■ **Exercise task**: Please convert all of the records below into a JSON list of strings, one string per line, skipping blank lines. Leave the pictures out of the list.
------------------------------------------------------------------------
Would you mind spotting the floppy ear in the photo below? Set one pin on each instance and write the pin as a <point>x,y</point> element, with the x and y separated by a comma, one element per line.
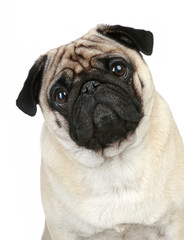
<point>138,39</point>
<point>29,96</point>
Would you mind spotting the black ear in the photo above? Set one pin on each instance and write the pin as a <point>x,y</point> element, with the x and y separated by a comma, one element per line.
<point>29,96</point>
<point>138,39</point>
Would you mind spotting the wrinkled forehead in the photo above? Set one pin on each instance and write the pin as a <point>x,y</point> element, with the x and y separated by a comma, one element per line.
<point>78,55</point>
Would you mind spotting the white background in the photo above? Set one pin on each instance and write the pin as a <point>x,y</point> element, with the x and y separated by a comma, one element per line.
<point>30,28</point>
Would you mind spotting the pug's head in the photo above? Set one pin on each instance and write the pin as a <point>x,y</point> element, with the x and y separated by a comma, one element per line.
<point>94,88</point>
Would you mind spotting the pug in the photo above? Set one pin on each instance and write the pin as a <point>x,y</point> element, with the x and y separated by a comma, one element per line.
<point>112,157</point>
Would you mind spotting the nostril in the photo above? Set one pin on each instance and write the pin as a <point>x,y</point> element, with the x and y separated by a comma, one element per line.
<point>96,84</point>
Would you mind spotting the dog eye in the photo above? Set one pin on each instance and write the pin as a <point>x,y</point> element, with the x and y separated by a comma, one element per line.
<point>118,69</point>
<point>61,96</point>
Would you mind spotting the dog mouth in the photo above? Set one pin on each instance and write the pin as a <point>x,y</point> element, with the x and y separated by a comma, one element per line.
<point>100,119</point>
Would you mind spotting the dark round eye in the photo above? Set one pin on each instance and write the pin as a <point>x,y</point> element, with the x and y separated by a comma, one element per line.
<point>61,96</point>
<point>118,69</point>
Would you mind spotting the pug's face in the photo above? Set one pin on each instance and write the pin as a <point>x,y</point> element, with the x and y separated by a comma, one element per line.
<point>91,87</point>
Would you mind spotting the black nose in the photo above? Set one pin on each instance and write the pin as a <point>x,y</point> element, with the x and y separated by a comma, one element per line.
<point>90,87</point>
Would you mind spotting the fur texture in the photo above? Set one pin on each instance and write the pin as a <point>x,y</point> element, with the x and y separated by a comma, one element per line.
<point>130,189</point>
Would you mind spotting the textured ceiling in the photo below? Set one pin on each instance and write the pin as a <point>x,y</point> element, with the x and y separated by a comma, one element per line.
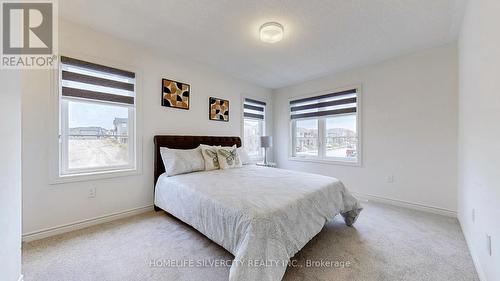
<point>321,36</point>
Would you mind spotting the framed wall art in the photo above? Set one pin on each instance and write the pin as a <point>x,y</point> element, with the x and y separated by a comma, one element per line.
<point>175,94</point>
<point>218,109</point>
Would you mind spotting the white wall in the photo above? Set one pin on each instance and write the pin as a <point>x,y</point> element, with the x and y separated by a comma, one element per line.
<point>10,175</point>
<point>479,133</point>
<point>409,116</point>
<point>47,205</point>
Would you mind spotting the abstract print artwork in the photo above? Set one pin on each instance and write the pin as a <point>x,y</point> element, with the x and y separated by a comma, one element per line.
<point>218,109</point>
<point>175,94</point>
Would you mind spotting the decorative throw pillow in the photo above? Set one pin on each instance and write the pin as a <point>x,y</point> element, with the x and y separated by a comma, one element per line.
<point>209,154</point>
<point>228,157</point>
<point>245,159</point>
<point>182,161</point>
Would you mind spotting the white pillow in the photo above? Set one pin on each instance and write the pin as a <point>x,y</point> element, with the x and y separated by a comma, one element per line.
<point>182,161</point>
<point>209,154</point>
<point>245,159</point>
<point>228,157</point>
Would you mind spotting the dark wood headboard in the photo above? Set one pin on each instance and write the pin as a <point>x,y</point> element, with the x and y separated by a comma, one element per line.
<point>186,142</point>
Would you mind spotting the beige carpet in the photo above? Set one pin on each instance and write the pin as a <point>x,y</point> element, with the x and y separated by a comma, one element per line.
<point>387,243</point>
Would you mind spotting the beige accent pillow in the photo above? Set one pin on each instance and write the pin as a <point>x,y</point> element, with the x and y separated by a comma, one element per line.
<point>228,157</point>
<point>182,161</point>
<point>209,154</point>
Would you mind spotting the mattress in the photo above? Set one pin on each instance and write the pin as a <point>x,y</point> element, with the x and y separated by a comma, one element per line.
<point>262,215</point>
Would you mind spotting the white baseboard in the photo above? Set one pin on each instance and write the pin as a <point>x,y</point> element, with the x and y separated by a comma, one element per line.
<point>44,233</point>
<point>475,260</point>
<point>406,204</point>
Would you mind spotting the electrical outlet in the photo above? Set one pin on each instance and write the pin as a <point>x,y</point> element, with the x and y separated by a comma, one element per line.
<point>390,179</point>
<point>488,244</point>
<point>92,192</point>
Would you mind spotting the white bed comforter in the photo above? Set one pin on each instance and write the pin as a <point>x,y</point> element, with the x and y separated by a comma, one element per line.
<point>263,216</point>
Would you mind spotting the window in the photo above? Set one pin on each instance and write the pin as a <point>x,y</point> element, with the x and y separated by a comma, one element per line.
<point>97,118</point>
<point>325,127</point>
<point>253,126</point>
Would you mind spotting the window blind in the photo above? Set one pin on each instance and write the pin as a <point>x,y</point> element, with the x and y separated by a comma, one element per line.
<point>324,105</point>
<point>85,80</point>
<point>254,109</point>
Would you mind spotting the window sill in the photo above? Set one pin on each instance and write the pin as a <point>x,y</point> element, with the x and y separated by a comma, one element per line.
<point>94,176</point>
<point>325,161</point>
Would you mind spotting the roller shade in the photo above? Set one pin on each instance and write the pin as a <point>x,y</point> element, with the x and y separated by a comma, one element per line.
<point>86,80</point>
<point>254,109</point>
<point>324,105</point>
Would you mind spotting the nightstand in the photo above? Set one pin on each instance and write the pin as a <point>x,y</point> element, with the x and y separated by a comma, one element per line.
<point>269,164</point>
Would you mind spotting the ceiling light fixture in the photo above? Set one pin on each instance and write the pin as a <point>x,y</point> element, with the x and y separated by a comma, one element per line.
<point>271,32</point>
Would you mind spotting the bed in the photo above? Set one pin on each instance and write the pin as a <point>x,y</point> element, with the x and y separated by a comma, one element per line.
<point>262,215</point>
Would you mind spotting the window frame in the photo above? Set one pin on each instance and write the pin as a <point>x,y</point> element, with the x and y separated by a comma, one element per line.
------------------------------------------------------------------------
■ **Task solution**:
[
  "Would you mind spotting the floppy ear in the photo below? Set one pin on each instance and write the pin as a <point>x,y</point> element, with the x and y separated by a comma, one element per line.",
  "<point>138,39</point>",
  "<point>29,96</point>",
  "Would you mind spotting the black ear in the photo above? Set one pin on each instance and write the pin as a <point>x,y</point> element, with the x and y separated by a comma, one element per line.",
  "<point>29,96</point>",
  "<point>138,39</point>",
  "Would you mind spotting the wrinkled forehead in the photo above? Set one pin on each instance and write the pin as a <point>x,y</point> element, with the x and y separated by a comma, one element per line.",
  "<point>78,55</point>",
  "Would you mind spotting the white background in the photo above? Set one pin on each instance and write the pin as a <point>x,y</point> element, with the x and y separated by a comma, one element per line.",
  "<point>30,28</point>",
  "Would you mind spotting the pug's head in the photo above? Set one pin on each instance and write the pin as a <point>x,y</point> element, with the x and y separated by a comma, one element per line.",
  "<point>94,88</point>",
  "Would you mind spotting the pug in the photo above? Set one pin on each instance and write the pin as a <point>x,y</point> element, with the x and y separated by a comma, one element per line.",
  "<point>112,157</point>",
  "Would you mind spotting the nostril in the photo above? Set one pin on each instance and write the pin as a <point>x,y</point> element, with the x and y separated by a comma, one element per line.",
  "<point>96,84</point>",
  "Would you mind spotting the dog eye in the photo above? Set one pin on each instance and write the pin as a <point>x,y</point> element, with the x and y separated by a comma, one element per line.",
  "<point>118,69</point>",
  "<point>61,96</point>",
  "Would you mind spotting the dog mouth in the photo above? Set one pin on each instance and write the pin as a <point>x,y</point> element, with the x and y separated by a comma, one element per line.",
  "<point>100,119</point>",
  "Would you mind spotting the dark round eye in the photo above? Set one pin on each instance and write the pin as a <point>x,y</point> element, with the x and y separated by a comma, one element per line.",
  "<point>61,96</point>",
  "<point>118,69</point>",
  "Would you mind spotting the pug's face in the photo above? Set one pin on each instance and write the pin as a <point>x,y</point> element, with the x and y separated by a comma, one element per line.",
  "<point>91,87</point>",
  "Would you mind spotting the black nose in the photo above? Set one pin on each instance and write the pin as a <point>x,y</point> element, with the x and y separated by a comma, one element per line.",
  "<point>90,87</point>",
  "Would you mind spotting the fur texture in the photo above? Set one pin on each instance and write the pin as a <point>x,y</point> element, with the x and y separated by a comma, one element per line.",
  "<point>130,189</point>",
  "Would you mind spotting the textured ceiling in the photo below? Set one pin on each instance and write the pin as a <point>x,y</point> element, with the x and y separated by a comma, one element per line.",
  "<point>321,36</point>",
  "Would you mind spotting the framed wall art in the photo above? Set one pin on each instance and write the pin as a <point>x,y</point> element, with the x and y separated by a comma, one element per line.",
  "<point>175,94</point>",
  "<point>218,109</point>",
  "Would you mind spotting the white wall in the photo above? Set one pin on each instance and write the pin as a <point>x,y</point> element, with the x and y separated by a comma, one element per line.",
  "<point>10,175</point>",
  "<point>479,133</point>",
  "<point>409,116</point>",
  "<point>47,205</point>",
  "Would you mind spotting the abstract print artwork in the photo above? Set one pin on each instance and write the pin as a <point>x,y</point> element, with the x and y separated by a comma, one element per line.",
  "<point>218,109</point>",
  "<point>175,94</point>",
  "Would you mind spotting the decorative throw pillow in the photo above? Set one pin on each instance and write the pin as a <point>x,y</point> element, with the x and y separated by a comma, one element per line.",
  "<point>209,154</point>",
  "<point>228,157</point>",
  "<point>245,159</point>",
  "<point>182,161</point>",
  "Would you mind spotting the white pillow in the photo above? Set one pin on each instance and write the pin as a <point>x,y</point> element, with the x and y separated by a comma, one element per line.",
  "<point>182,161</point>",
  "<point>209,154</point>",
  "<point>245,159</point>",
  "<point>228,157</point>",
  "Would you mind spotting the dark wood headboard in the photo above? Set one pin on each instance and write the pin as a <point>x,y</point> element, with the x and y separated by a comma, one element per line.",
  "<point>186,142</point>",
  "Would you mind spotting the beige carpet in the photo above? Set one pin on each instance and write the pin as a <point>x,y</point> element, with the x and y separated by a comma, one element per line.",
  "<point>387,243</point>",
  "Would you mind spotting the beige accent pillow in the photo above? Set one pin on each instance and write the pin as a <point>x,y</point> element, with the x and y separated by a comma, one element per line.",
  "<point>228,157</point>",
  "<point>182,161</point>",
  "<point>209,154</point>",
  "Would you mind spotting the mattress in the photo above? Set one pin on each instance and write the pin as a <point>x,y</point> element, with the x and y separated by a comma, one element per line.",
  "<point>262,215</point>",
  "Would you mind spotting the white baseboard in the photo above? Set one pin on each instance and write the pin as a <point>x,y</point> element, with the x and y separated by a comma, one element per line.",
  "<point>44,233</point>",
  "<point>475,260</point>",
  "<point>406,204</point>",
  "Would you mind spotting the electrical outlet in the photo above? Set one pin on each instance and write the pin as a <point>x,y</point> element, with the x and y separated by a comma, one element per line.",
  "<point>390,179</point>",
  "<point>488,244</point>",
  "<point>92,192</point>",
  "Would you mind spotting the white bed comforter in the photo above? Set one pin on each instance and write the pin as a <point>x,y</point> element, with the x and y separated by a comma, one element per line.",
  "<point>263,216</point>",
  "Would you mind spotting the window in the photo above? Set one pin on each instance and write the pin as a <point>x,y</point> element, with the x and y separated by a comma, one element per line.",
  "<point>97,118</point>",
  "<point>325,127</point>",
  "<point>253,126</point>",
  "Would you mind spotting the window blind in the photo above? Set one pin on each instance and write the pin as a <point>x,y</point> element, with the x and y separated by a comma, one element per line.",
  "<point>324,105</point>",
  "<point>85,80</point>",
  "<point>254,109</point>",
  "Would you mind spotting the window sill in the photo above? Set one pin on each instance and write the pin as a <point>x,y</point> element, with the x and y separated by a comma, one element per line.",
  "<point>94,176</point>",
  "<point>325,161</point>",
  "Would you mind spotting the roller shade in the photo above? Set one pin on each instance and write the pin as a <point>x,y</point> element, with the x and y separated by a comma, one element per line.",
  "<point>86,80</point>",
  "<point>254,109</point>",
  "<point>324,105</point>",
  "Would you mind spotting the nightstand in the photo above? Set one pin on each instance and write the pin as a <point>x,y</point> element, with the x and y separated by a comma, one element per line.",
  "<point>269,164</point>",
  "Would you mind spotting the ceiling light fixture in the photo above? Set one pin on each instance and write the pin as a <point>x,y</point> element, with the x and y separated by a comma, one element per line.",
  "<point>271,32</point>",
  "Would you mind spotting the bed in the photo above? Set one pin on each instance and write the pin as a <point>x,y</point> element, with the x and y separated by a comma, one element per line.",
  "<point>262,215</point>",
  "Would you mind spotting the window frame in the photo above? Set one pin on each instance and write the pin as a <point>x,y</point> element, with the x and y separated by a comma, one element per line."
]